● **Given task**: Write the records below out in full, character for character, with no pictures.

● **Data section**:
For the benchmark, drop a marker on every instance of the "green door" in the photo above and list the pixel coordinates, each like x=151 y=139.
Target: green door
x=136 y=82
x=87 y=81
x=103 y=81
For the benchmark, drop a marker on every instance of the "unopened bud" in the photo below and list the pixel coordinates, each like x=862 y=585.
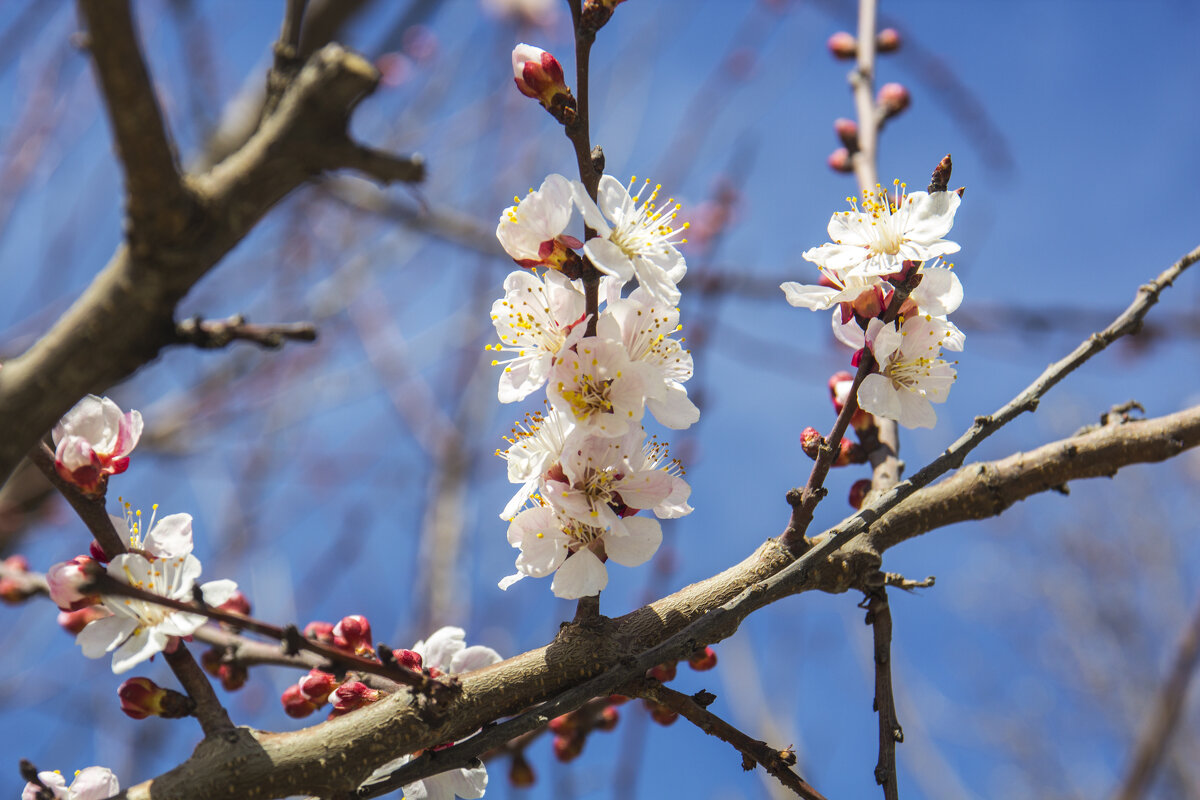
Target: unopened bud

● **Completed exercise**:
For the benchmark, drop a marker on every instance of the "green door" in the photo above and list the pixel coordinates, each like x=151 y=139.
Target: green door
x=136 y=82
x=87 y=81
x=103 y=81
For the benchmark, drop a marker on every instance of the "unopened bud" in the photo below and list the pixel coordinates, each like x=862 y=585.
Target: unopened bud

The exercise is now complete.